Problem statement
Among the lines of this listing, count those that include "road" and state the count by itself.

─── Information shown ───

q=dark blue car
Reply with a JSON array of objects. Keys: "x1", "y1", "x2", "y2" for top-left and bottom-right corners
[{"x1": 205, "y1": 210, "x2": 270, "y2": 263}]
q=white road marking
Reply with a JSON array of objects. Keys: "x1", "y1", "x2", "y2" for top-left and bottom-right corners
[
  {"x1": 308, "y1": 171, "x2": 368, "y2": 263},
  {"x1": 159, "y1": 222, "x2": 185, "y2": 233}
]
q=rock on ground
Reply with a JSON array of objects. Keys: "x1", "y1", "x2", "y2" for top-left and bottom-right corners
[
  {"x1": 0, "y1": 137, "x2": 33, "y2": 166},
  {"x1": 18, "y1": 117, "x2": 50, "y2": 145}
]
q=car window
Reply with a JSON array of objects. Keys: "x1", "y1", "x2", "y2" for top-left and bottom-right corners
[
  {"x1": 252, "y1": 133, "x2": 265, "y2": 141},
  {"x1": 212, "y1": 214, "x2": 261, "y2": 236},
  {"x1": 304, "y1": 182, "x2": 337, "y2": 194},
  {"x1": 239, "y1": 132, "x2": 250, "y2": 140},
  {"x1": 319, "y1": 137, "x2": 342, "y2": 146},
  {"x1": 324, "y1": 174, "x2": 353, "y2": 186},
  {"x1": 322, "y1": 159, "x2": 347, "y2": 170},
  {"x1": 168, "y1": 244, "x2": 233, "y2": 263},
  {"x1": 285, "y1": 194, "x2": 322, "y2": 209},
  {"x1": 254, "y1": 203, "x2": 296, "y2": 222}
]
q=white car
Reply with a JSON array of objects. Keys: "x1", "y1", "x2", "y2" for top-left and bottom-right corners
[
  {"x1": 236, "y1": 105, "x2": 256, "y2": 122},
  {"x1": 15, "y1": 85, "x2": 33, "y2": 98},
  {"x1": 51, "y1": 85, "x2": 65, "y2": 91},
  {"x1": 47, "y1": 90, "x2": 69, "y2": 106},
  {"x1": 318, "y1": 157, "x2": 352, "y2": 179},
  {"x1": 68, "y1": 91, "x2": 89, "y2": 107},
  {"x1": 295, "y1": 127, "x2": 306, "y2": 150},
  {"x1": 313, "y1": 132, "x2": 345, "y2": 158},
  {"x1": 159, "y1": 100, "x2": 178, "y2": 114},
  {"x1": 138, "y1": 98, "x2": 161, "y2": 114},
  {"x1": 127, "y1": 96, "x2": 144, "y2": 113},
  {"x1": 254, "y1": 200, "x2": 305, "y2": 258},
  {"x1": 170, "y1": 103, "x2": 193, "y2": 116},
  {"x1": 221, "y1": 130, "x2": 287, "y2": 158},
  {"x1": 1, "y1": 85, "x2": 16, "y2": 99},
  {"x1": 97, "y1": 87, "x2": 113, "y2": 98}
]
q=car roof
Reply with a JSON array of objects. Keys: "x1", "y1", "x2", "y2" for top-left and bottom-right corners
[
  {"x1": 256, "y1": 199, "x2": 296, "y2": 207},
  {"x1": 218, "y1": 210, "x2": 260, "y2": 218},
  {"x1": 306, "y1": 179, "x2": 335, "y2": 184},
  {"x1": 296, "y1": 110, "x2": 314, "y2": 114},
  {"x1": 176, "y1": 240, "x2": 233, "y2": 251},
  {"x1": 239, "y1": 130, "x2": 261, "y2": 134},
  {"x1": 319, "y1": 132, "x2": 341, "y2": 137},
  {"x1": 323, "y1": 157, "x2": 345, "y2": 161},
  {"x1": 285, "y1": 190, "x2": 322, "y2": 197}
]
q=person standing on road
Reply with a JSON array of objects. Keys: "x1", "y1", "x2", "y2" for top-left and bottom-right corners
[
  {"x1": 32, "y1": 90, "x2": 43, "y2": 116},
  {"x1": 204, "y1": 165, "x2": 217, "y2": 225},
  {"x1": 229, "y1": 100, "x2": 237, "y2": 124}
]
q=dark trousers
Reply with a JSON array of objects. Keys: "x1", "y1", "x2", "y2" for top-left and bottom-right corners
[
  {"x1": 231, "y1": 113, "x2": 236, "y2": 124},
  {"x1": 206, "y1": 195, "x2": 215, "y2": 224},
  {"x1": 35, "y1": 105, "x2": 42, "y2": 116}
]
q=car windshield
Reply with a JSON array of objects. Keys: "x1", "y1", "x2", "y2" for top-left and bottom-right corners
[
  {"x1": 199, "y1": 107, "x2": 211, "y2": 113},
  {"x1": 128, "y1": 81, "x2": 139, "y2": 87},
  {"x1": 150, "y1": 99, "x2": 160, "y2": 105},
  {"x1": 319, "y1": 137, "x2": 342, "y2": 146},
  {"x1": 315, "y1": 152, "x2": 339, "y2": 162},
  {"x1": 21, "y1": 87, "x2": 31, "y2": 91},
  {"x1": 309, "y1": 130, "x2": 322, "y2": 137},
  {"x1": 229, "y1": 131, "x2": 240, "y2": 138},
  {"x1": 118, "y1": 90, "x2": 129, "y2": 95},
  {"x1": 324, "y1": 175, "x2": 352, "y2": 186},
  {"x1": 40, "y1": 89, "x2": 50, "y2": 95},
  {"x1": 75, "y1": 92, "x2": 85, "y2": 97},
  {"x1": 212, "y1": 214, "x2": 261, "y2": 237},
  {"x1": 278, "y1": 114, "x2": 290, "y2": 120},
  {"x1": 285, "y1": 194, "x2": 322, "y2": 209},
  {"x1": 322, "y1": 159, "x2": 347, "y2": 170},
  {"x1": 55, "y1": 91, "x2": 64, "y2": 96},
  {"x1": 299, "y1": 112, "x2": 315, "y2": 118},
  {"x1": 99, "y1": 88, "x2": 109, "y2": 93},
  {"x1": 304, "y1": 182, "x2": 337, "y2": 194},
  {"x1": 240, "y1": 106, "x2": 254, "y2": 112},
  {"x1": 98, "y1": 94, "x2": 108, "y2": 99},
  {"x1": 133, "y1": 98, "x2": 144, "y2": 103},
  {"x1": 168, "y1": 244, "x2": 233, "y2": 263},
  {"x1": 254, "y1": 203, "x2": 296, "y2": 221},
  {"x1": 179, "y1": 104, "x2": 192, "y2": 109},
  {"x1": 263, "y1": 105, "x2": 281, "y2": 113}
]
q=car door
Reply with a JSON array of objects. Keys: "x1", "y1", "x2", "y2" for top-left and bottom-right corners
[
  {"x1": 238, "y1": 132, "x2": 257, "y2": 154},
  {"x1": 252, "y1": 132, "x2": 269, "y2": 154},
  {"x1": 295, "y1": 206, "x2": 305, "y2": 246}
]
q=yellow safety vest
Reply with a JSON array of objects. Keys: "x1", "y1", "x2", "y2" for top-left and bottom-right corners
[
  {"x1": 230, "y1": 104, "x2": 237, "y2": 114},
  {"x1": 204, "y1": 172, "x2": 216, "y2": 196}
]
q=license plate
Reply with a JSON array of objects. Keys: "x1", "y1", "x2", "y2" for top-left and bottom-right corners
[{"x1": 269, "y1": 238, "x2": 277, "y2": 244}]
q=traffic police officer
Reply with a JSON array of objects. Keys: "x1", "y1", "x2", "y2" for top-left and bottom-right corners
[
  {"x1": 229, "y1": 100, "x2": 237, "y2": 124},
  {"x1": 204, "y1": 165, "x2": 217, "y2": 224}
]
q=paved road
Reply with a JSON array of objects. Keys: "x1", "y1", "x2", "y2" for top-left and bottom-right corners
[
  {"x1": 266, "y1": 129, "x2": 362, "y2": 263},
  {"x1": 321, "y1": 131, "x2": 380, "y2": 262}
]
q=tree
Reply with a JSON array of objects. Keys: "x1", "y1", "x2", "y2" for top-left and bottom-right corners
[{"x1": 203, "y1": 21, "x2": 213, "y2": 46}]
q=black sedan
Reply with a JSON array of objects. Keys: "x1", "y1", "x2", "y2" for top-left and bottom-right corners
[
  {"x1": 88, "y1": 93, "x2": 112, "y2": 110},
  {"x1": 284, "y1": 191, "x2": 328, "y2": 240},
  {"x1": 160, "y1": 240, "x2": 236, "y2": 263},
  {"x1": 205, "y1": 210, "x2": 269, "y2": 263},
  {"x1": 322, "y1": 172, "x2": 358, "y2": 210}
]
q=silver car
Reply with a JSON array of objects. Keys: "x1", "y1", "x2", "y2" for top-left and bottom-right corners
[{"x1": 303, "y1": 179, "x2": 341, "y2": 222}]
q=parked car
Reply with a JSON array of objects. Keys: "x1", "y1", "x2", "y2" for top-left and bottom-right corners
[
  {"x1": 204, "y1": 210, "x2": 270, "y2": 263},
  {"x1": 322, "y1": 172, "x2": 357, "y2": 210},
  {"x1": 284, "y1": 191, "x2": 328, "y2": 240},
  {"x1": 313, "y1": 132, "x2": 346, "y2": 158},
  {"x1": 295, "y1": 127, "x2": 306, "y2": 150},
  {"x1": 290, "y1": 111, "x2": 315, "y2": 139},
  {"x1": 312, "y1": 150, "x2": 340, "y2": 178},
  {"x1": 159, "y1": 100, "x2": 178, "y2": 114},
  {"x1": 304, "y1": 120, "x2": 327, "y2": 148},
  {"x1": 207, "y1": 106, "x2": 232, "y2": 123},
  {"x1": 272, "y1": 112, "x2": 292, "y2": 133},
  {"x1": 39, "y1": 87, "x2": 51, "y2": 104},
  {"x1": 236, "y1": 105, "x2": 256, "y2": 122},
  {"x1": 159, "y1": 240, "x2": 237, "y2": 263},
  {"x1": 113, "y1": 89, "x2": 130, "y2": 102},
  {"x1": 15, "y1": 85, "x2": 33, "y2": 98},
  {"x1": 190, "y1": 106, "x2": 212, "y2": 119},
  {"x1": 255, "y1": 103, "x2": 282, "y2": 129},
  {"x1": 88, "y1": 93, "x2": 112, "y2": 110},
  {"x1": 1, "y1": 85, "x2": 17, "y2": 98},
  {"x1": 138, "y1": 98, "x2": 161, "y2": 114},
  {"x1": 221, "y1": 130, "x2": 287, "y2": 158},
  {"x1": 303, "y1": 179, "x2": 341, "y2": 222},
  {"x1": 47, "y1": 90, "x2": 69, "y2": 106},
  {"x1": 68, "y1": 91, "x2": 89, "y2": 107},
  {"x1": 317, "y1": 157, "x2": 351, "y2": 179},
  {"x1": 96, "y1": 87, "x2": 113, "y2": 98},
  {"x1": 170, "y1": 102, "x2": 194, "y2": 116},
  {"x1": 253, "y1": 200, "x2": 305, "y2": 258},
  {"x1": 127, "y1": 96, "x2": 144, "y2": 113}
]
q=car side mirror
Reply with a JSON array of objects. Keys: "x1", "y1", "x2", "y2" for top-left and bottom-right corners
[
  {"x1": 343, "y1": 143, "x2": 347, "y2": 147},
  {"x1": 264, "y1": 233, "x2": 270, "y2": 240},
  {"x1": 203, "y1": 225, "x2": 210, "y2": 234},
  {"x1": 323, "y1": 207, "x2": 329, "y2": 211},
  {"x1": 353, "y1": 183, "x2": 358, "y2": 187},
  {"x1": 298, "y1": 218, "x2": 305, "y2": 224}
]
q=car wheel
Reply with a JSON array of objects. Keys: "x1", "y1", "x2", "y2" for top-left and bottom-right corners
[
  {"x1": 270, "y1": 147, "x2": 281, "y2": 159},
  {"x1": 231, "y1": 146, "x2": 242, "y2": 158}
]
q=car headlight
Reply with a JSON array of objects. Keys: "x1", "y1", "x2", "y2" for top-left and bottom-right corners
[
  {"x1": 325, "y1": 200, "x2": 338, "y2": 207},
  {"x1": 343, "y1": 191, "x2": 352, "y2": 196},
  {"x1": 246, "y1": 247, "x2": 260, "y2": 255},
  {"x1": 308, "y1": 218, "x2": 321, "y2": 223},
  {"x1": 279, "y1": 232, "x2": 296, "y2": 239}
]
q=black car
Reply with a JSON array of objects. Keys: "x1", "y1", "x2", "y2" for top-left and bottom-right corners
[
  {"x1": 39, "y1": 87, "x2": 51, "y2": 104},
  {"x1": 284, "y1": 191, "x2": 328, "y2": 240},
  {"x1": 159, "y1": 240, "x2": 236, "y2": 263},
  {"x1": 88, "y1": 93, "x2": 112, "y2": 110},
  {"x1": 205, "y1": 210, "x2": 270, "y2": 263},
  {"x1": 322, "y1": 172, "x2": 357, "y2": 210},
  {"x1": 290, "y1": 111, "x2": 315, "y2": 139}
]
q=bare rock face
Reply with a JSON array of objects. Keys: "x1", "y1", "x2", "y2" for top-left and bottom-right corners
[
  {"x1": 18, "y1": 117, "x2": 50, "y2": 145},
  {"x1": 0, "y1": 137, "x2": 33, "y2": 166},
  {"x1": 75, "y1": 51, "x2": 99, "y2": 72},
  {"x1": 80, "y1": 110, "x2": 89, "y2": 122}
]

───
─── Information shown ───

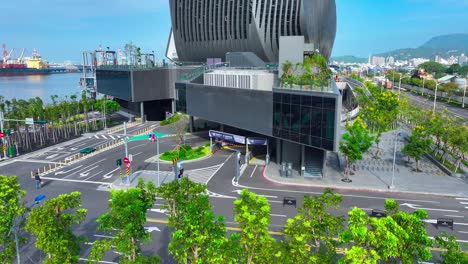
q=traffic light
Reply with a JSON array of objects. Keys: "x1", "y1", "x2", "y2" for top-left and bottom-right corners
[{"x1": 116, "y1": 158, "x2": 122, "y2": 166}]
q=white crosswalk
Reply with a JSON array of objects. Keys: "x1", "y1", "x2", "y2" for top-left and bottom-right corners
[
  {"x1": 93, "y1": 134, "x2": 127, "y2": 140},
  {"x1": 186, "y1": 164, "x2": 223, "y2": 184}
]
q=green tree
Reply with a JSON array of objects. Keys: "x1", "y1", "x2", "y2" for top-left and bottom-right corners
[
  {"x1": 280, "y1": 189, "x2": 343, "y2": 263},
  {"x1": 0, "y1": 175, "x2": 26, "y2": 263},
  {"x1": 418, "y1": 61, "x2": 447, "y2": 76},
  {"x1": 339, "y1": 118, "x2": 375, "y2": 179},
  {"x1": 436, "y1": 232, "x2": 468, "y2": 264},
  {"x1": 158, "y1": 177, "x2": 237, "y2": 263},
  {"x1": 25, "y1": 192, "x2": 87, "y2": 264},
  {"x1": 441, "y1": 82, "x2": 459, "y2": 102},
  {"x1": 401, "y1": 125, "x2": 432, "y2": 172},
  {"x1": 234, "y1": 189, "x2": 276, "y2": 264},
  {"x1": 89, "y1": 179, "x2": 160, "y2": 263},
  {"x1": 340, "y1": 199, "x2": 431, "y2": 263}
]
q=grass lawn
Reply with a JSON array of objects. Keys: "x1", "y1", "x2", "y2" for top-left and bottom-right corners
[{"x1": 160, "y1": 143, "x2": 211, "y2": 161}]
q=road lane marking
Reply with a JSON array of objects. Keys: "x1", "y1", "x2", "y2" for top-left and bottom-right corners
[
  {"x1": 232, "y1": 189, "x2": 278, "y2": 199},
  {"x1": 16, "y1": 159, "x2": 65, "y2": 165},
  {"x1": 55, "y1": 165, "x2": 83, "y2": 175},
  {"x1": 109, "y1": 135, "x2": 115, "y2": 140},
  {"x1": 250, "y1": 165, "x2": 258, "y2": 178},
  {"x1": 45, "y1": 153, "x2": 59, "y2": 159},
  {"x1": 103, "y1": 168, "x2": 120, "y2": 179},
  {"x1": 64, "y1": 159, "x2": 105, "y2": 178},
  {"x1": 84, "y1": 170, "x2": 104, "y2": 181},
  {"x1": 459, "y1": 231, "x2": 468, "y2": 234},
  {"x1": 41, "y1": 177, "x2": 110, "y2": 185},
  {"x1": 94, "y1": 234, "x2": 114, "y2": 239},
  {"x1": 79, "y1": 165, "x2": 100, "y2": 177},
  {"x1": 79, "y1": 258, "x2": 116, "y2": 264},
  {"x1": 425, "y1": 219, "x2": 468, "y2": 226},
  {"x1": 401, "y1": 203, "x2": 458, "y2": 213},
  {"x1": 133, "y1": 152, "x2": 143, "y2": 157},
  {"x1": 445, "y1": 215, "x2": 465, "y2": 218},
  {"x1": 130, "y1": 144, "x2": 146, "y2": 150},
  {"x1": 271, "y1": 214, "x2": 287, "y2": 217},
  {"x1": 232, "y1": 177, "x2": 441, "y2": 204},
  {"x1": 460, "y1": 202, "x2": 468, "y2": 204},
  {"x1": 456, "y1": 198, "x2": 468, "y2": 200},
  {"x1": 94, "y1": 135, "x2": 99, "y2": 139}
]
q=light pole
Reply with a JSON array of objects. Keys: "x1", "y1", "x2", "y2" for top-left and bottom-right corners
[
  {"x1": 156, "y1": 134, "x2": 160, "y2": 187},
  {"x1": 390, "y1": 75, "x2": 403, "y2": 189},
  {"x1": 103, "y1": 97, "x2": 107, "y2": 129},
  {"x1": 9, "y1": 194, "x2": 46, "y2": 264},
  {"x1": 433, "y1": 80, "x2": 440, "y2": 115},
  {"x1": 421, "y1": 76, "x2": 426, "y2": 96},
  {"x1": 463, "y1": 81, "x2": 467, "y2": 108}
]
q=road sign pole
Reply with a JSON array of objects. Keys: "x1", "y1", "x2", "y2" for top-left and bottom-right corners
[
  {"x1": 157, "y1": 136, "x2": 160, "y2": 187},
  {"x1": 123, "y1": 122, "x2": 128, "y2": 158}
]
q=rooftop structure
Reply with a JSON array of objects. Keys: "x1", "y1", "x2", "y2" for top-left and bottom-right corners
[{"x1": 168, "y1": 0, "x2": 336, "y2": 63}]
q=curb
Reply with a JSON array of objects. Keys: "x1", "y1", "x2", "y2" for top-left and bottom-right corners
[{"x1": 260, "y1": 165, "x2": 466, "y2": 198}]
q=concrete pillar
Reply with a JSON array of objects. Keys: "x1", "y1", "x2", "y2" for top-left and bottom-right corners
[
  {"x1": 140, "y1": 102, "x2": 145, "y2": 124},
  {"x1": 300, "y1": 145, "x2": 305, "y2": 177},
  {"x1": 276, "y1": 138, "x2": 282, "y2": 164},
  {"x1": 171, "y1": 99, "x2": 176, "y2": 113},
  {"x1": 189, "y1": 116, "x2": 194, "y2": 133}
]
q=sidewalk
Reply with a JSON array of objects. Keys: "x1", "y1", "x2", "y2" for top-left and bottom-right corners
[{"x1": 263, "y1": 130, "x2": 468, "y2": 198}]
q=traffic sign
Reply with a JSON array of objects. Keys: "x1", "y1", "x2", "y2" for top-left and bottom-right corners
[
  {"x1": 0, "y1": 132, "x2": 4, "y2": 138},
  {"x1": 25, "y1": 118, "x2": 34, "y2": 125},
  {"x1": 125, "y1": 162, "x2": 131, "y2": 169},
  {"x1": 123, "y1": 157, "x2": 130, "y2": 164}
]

───

Response below
5